▸ **Passage provided**
※
September 19, 2007
This is the sixteenth day of feeling fine and we have been entertaining friends, going to concerts and enjoying life. Alphie has behaved nicely throughout though he did decide to drag me into the veterinarian’s office when I took him there for his annual shots. I was reminded that this is one huge and powerful dog; I flew through the front door at the end of the leash without much dignity – once inside, Alphie remembered that this was not really his favorite destination, and turned around with the intent of returning from whence he came, but we quickly closed the door of the examining room where, defeated, he lay down and sighed hugely, resigned to his fate and looking at the vet with those very sorrowful eyes. He was far more sedate as we left, but I realized that I failed the truly-in-control owner’s test in spite of thinking calm thoughts which the dog supposedly can read. Perhaps the term “Wretched brute” doesn’t work even if it is thought in gentle, measured tones.
※
▸ **Input records**
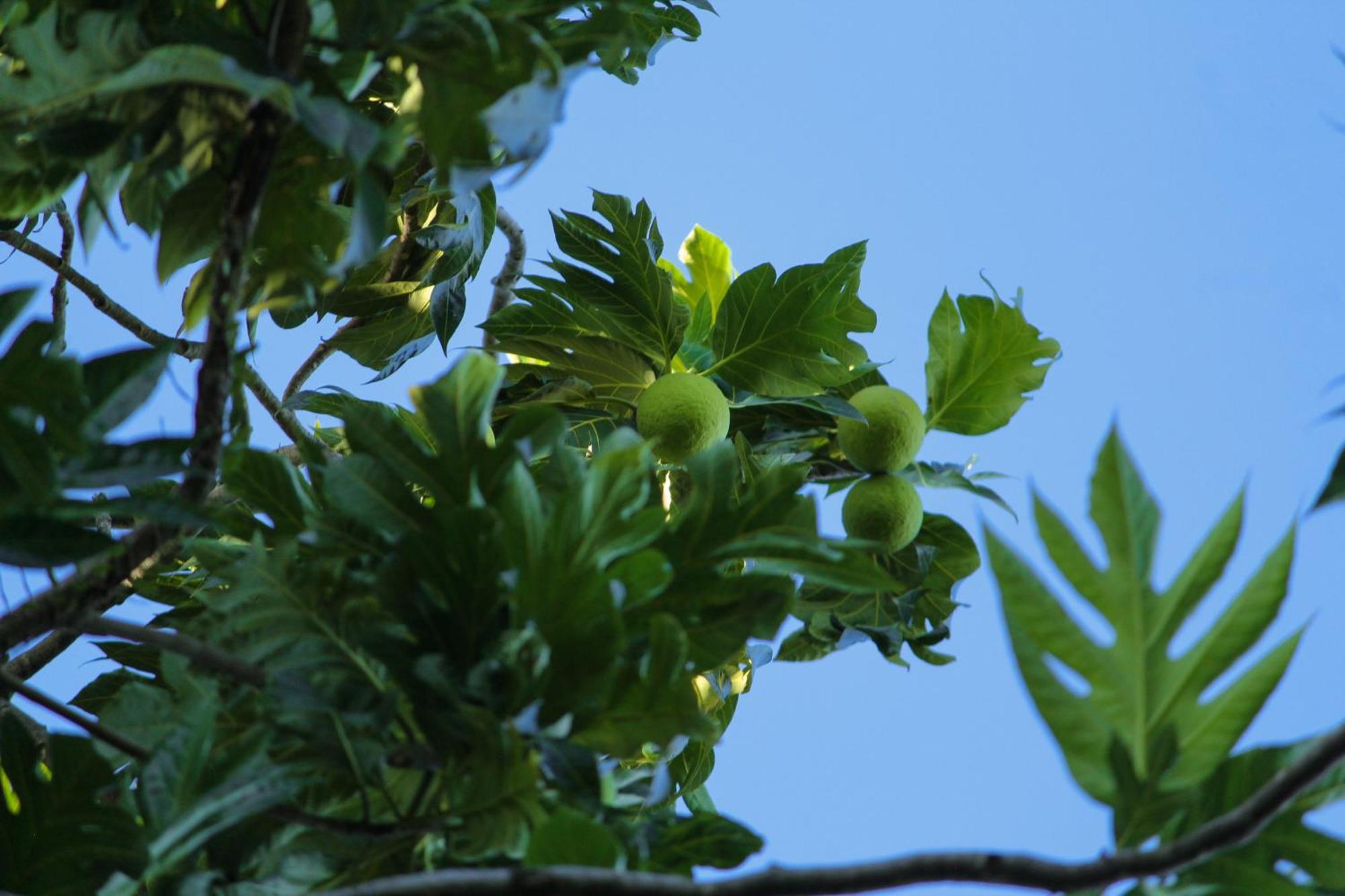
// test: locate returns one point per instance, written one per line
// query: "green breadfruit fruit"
(892, 436)
(683, 415)
(884, 509)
※
▸ **Request 1**
Answer these questions about the journal entry:
(a) Which day of feeling fine does the writer report?
(b) What was Alphie taken to the veterinarian's office for?
(c) What term does the writer say may not work even when thought in gentle, measured tones?
▸ **Request 2**
Collect every line of the listing that contains the word "locate".
The journal entry and the listing are unrelated to each other.

▸ **Right answer 1**
(a) The sixteenth day.
(b) His annual shots.
(c) "Wretched brute."

▸ **Right answer 2**
// test: locate returns one point per instance, written one per line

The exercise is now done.